Start of INFORMATION

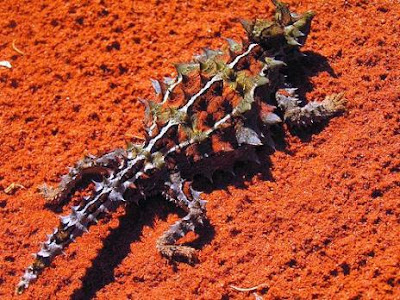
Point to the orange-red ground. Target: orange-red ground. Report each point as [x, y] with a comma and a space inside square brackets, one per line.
[321, 220]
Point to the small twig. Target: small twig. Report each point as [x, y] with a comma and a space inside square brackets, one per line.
[248, 289]
[13, 187]
[16, 49]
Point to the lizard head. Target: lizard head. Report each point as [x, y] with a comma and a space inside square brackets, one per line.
[285, 32]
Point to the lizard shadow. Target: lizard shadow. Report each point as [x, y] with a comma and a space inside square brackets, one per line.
[117, 244]
[299, 74]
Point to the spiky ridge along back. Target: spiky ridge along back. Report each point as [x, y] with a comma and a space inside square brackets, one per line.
[213, 113]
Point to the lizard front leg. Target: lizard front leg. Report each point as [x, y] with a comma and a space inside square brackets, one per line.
[196, 215]
[313, 112]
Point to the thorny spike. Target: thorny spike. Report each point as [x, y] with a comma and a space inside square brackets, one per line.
[156, 86]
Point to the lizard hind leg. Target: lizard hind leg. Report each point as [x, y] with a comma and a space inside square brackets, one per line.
[196, 215]
[297, 116]
[89, 167]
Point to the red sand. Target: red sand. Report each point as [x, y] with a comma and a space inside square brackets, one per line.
[324, 225]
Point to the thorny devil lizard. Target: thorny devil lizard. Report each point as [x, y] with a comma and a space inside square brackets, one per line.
[212, 114]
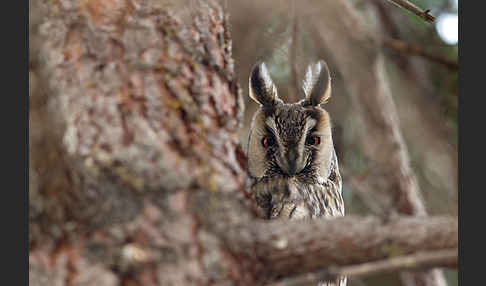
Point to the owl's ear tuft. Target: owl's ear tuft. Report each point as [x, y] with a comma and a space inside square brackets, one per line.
[317, 84]
[262, 89]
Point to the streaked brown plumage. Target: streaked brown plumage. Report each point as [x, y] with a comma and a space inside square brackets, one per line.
[291, 157]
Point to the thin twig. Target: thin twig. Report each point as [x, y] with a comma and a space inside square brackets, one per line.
[293, 96]
[409, 49]
[422, 260]
[414, 9]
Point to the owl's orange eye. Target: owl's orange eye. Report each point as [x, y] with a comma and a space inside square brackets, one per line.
[268, 141]
[313, 140]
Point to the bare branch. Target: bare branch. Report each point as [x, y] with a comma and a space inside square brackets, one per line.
[422, 260]
[414, 9]
[293, 95]
[296, 247]
[413, 50]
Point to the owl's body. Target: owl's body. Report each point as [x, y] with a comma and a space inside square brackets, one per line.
[291, 156]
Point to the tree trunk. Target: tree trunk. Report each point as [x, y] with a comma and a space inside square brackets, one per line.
[136, 174]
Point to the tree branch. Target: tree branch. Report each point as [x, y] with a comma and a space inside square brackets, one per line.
[413, 50]
[358, 56]
[289, 248]
[421, 260]
[414, 9]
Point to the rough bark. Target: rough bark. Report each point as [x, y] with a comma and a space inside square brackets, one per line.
[136, 174]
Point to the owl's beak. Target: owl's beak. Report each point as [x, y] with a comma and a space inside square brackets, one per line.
[291, 163]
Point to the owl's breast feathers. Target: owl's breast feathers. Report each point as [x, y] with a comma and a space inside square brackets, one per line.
[301, 196]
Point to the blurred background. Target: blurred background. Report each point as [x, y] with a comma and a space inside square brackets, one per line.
[424, 86]
[421, 71]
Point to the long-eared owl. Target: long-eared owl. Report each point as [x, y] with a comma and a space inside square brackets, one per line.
[291, 158]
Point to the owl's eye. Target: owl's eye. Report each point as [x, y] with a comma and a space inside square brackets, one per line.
[313, 140]
[268, 141]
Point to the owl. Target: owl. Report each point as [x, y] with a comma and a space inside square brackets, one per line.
[292, 163]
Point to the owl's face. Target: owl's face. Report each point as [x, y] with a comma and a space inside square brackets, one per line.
[290, 140]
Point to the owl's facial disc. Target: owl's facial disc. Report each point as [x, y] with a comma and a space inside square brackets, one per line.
[293, 143]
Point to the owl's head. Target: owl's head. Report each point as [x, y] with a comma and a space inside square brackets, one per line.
[290, 140]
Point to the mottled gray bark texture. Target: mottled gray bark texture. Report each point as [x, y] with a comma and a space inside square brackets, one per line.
[136, 175]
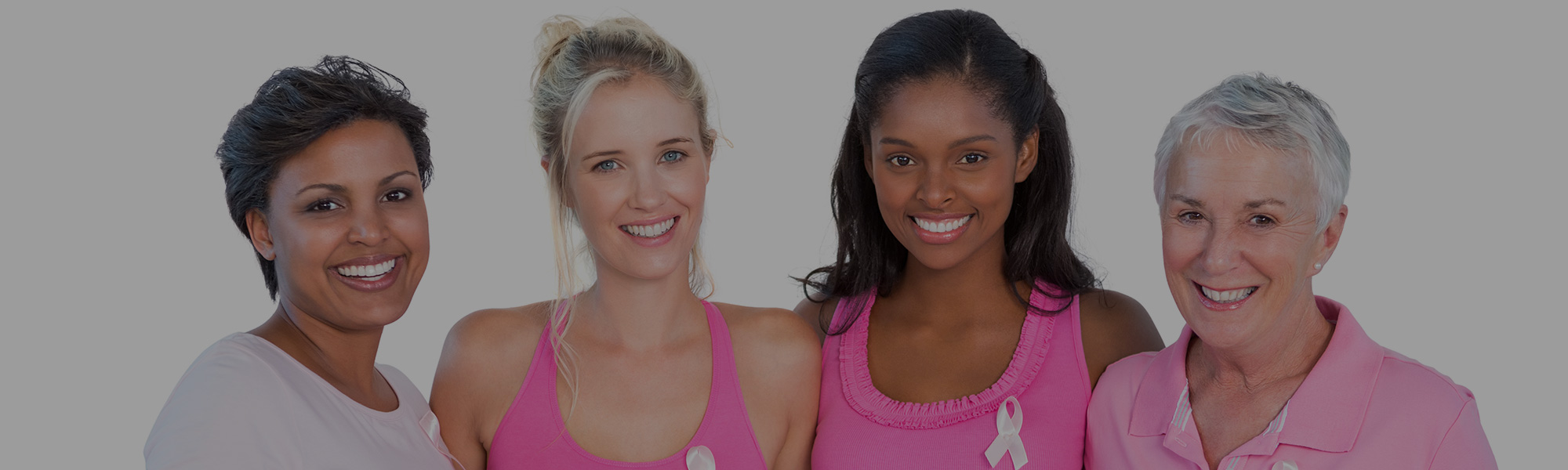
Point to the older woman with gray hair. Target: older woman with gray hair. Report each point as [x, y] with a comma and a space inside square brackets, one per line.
[1250, 181]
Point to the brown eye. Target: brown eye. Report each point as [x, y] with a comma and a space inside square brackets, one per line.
[324, 206]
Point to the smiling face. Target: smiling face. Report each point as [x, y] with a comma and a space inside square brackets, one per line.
[637, 178]
[1240, 234]
[347, 226]
[945, 170]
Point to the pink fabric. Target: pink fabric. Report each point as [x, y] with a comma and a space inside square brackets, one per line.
[534, 436]
[1362, 407]
[862, 428]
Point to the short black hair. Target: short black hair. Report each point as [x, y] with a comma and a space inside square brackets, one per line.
[971, 48]
[294, 109]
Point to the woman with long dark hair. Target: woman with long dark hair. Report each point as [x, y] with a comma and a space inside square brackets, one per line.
[957, 306]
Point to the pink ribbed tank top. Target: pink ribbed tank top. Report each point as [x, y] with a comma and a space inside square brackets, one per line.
[534, 436]
[1045, 391]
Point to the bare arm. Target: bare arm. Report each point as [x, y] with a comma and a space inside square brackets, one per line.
[1114, 327]
[482, 366]
[816, 314]
[780, 364]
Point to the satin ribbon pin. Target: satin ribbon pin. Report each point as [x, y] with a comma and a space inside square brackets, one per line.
[1007, 439]
[700, 458]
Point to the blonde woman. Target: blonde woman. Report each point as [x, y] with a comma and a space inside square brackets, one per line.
[637, 371]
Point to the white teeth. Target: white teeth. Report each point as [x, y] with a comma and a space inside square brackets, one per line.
[650, 231]
[943, 226]
[1225, 297]
[368, 272]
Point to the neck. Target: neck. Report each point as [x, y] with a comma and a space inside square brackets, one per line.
[957, 289]
[639, 314]
[1288, 350]
[341, 356]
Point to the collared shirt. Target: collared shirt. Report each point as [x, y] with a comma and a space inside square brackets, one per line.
[1362, 407]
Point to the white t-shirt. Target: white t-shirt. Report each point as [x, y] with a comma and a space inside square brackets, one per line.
[249, 405]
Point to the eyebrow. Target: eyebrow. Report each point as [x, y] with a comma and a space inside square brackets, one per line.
[341, 189]
[968, 140]
[1261, 203]
[1186, 200]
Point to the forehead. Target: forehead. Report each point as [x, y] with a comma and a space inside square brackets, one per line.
[938, 109]
[634, 114]
[1230, 168]
[363, 150]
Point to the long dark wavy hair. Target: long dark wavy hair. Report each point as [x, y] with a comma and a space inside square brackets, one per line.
[968, 46]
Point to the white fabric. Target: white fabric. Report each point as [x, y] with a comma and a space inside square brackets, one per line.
[249, 405]
[1007, 441]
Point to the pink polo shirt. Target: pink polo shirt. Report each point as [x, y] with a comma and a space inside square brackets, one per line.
[1362, 407]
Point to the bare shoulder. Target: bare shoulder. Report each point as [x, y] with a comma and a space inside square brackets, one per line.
[774, 328]
[1114, 327]
[499, 330]
[816, 314]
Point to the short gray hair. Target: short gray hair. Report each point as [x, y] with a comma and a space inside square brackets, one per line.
[1269, 114]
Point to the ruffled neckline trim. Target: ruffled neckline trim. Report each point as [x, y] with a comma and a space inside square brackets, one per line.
[871, 403]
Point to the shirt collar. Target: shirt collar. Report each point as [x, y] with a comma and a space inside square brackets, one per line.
[1326, 411]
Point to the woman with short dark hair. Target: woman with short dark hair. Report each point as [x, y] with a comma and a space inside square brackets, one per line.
[957, 306]
[325, 175]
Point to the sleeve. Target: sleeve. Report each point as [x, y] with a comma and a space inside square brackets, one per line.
[1465, 446]
[223, 414]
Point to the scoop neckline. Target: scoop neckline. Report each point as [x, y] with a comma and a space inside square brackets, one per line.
[708, 410]
[336, 394]
[863, 396]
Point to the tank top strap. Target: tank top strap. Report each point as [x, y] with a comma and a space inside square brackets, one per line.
[727, 377]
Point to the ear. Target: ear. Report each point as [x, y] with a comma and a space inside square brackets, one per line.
[261, 234]
[1028, 156]
[1330, 239]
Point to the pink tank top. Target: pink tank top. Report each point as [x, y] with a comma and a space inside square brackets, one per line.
[1036, 411]
[534, 436]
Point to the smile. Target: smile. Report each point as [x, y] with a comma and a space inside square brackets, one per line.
[1225, 300]
[942, 226]
[368, 272]
[652, 231]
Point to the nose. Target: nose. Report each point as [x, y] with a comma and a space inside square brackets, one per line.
[648, 190]
[369, 228]
[937, 187]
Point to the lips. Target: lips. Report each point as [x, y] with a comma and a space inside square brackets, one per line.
[1224, 300]
[942, 230]
[372, 273]
[653, 233]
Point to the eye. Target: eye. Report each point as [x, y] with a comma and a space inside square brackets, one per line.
[606, 167]
[397, 195]
[324, 206]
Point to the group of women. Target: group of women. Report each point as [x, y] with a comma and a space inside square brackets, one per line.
[954, 309]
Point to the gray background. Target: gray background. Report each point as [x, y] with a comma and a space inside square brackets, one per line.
[120, 264]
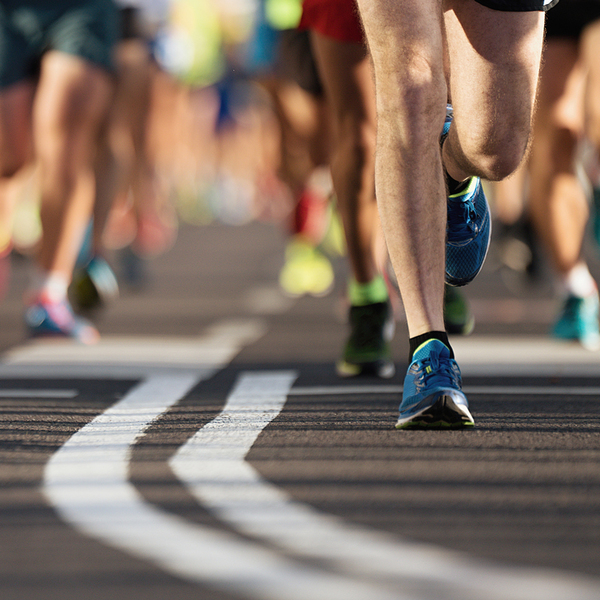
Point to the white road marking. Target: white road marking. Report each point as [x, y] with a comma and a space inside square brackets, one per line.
[30, 393]
[212, 466]
[87, 482]
[502, 390]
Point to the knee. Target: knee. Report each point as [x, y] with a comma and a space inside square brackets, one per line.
[356, 143]
[497, 158]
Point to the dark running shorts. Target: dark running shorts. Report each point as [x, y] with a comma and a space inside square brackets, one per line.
[28, 28]
[339, 19]
[571, 17]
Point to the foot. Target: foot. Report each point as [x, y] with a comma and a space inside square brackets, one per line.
[578, 321]
[94, 285]
[306, 270]
[56, 319]
[367, 351]
[468, 228]
[432, 396]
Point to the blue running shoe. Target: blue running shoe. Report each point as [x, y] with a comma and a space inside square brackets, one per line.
[468, 229]
[432, 396]
[578, 321]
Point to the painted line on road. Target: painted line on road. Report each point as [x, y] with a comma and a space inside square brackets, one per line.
[212, 465]
[29, 393]
[87, 482]
[504, 390]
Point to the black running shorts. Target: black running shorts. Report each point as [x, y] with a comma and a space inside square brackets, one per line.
[571, 17]
[519, 5]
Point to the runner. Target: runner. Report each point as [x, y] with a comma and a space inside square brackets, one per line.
[486, 58]
[568, 108]
[55, 88]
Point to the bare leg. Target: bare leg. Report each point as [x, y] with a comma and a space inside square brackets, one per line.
[558, 203]
[406, 44]
[494, 69]
[70, 104]
[590, 49]
[347, 79]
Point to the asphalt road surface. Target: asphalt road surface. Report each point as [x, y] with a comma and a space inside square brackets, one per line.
[206, 450]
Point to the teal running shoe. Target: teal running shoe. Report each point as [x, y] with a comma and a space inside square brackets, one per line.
[432, 396]
[468, 228]
[367, 351]
[578, 321]
[56, 319]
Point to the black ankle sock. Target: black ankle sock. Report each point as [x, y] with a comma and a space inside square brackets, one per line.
[442, 336]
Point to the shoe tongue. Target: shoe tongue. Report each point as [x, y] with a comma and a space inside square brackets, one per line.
[430, 347]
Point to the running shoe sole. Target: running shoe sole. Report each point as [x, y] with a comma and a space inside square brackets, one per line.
[437, 412]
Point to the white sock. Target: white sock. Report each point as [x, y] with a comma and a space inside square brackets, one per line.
[51, 285]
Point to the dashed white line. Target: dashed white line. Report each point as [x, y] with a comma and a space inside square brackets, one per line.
[212, 465]
[30, 393]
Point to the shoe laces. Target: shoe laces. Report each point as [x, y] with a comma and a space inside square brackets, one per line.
[462, 217]
[432, 372]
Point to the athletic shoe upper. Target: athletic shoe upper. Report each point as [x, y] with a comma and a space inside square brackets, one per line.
[578, 321]
[432, 396]
[468, 228]
[94, 285]
[367, 351]
[44, 318]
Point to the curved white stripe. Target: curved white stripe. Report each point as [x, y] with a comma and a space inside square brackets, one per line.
[212, 465]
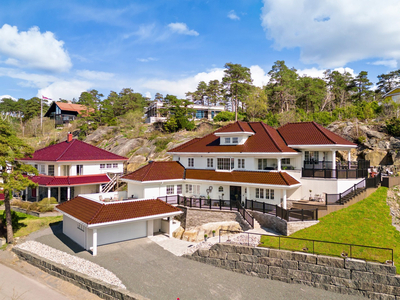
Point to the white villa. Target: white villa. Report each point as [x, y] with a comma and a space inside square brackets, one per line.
[154, 114]
[70, 168]
[251, 160]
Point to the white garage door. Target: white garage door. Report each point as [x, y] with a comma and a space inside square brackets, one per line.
[122, 232]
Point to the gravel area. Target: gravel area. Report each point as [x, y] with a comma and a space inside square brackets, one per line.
[75, 263]
[238, 239]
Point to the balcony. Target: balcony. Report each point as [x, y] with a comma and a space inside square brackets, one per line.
[343, 170]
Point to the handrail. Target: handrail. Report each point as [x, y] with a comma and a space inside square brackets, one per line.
[309, 240]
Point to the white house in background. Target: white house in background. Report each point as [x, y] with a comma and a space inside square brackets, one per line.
[251, 160]
[70, 168]
[91, 222]
[154, 113]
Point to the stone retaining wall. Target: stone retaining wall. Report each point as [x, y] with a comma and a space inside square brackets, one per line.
[346, 276]
[97, 287]
[280, 225]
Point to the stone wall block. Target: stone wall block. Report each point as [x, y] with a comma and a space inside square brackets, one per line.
[355, 264]
[277, 271]
[259, 268]
[300, 275]
[261, 252]
[282, 254]
[290, 264]
[233, 256]
[217, 254]
[304, 257]
[381, 268]
[204, 252]
[335, 262]
[270, 261]
[248, 267]
[244, 250]
[248, 258]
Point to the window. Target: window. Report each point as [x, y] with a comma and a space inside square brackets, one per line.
[225, 163]
[210, 163]
[241, 163]
[170, 189]
[190, 162]
[51, 170]
[79, 169]
[262, 164]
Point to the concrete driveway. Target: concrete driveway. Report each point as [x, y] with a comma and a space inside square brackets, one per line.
[147, 269]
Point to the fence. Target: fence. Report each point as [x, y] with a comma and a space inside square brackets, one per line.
[320, 247]
[285, 214]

End of INFORMATION

DIRECTIONS
Copy out the lines above, from the one holding "Point to the fence." through the final line, with no other lines.

ANSWER TO THE PROBLEM
Point to the fence. Target: fence. Report each point as [x, y] with a comma and a space inside square brackets, one per line.
[320, 247]
[285, 214]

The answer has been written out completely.